Source document>
Silver, Gold Makes for Cheap, Flexible Touch Screens : Discovery News
These new touch screens could come hot off the presses using the same machinery that prints newspapers.
Cheap, flexible, silver and gold touch screens could be "immediately" available for consumer electronic devices.
Since it is made on thin plastic, the screen would also be more durable than its glass counterparts.
The screens can be produced with the same machinery that prints newspapers.
Cheap, flexible touch screens made with silver and gold nanowires could soon be rolling off the presses and into cell phones, computers and more. The same technology could even be used in solar panels.
Writing in the journal ACS Nano, scientists from Stanford University say the new technology could be "immediately" used in consumer electronics.
"It's a roll-to-roll process, just like printing newspapers," said Yu Cui, a scientist at Stanford University and co-author of the paper. "It's extremely fast and can be done at a very low cost."

Recorded information>

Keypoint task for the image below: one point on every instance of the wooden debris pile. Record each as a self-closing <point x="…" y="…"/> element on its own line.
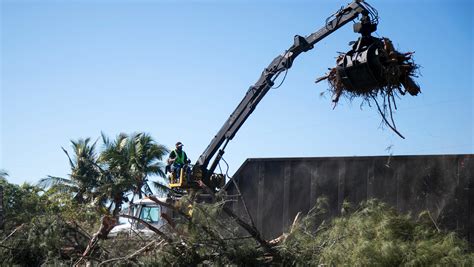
<point x="376" y="72"/>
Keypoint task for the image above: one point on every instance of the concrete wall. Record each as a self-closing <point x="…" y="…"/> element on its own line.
<point x="275" y="190"/>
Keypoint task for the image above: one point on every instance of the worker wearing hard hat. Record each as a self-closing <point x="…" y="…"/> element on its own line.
<point x="177" y="159"/>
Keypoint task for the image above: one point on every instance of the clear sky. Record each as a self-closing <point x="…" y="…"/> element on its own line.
<point x="177" y="69"/>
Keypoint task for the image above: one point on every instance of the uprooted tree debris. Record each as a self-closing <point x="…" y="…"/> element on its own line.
<point x="372" y="233"/>
<point x="374" y="71"/>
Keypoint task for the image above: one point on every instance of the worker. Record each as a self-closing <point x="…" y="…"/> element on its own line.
<point x="177" y="159"/>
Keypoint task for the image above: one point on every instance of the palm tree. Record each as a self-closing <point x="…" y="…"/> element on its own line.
<point x="128" y="162"/>
<point x="85" y="173"/>
<point x="146" y="161"/>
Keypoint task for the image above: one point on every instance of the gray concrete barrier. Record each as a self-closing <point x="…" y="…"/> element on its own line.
<point x="276" y="189"/>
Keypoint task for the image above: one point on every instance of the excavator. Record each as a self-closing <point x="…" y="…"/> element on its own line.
<point x="362" y="69"/>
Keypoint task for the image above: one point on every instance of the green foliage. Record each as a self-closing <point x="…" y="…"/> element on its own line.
<point x="208" y="238"/>
<point x="40" y="228"/>
<point x="373" y="235"/>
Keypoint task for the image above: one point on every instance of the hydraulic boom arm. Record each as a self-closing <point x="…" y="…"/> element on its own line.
<point x="257" y="91"/>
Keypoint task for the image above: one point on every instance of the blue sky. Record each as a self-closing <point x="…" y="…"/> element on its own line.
<point x="177" y="69"/>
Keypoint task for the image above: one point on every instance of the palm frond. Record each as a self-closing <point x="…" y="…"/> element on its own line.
<point x="50" y="181"/>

Activity list>
1/ Answer these about the touch screen article:
(a) What are the screens made on, which makes them more durable than glass ones?
(b) In which journal did the scientists write about the technology?
(c) Besides consumer electronics, where else could the same technology be used?
2/ Please carry on the touch screen article from the point where it stops.

Outputs for the tasks>
1/
(a) Thin plastic.
(b) ACS Nano.
(c) In solar panels.

2/
Today, most touch screens and solar panels are glass-based. The hard, insulating glass helps protect and support the thin coating of electrically conductive metals. But glass is also brittle and heavy. When an object strikes a solar panel, or a person drops a cell phone, the glass can shatter.
Touch screens made from thin plastic coated with silver and gold would weigh less, take up less volume, be more flexible and could be produced much more quickly than glass plates -- up to 100 times faster in fact.
Even though the screens are made with silver and gold, they are still cheap, said Cui. The total amount of precious metals in each screen is so small that it doesn't significantly increase the price.
The connections between the silver nanowires are good, but not great, said Cui. His group managed to improve the electrical conductivity of the nanowires by fusing them together with tiny amounts of gold. The team is also trying to create longer, thinner silver nanowires, which will make the screen even more transparent and improve conduction of electricity through them.
The thin metal mesh formed by the nanowires is flexible and sticks to a variety of materials. When applied to plastic, the material can be bent, flexed or dropped, and the screen won't crack and will still conduct an electrical charge.
That's a far cry from many glass-based touch screens, which have an unfortunate tendency to shatter on impact.
The silver nanowires could also be used as electrodes for solar cells that can turn light into electricity, said Cui. Flexible silver and gold nanowire screens could replace the hard, glass-based electrodes.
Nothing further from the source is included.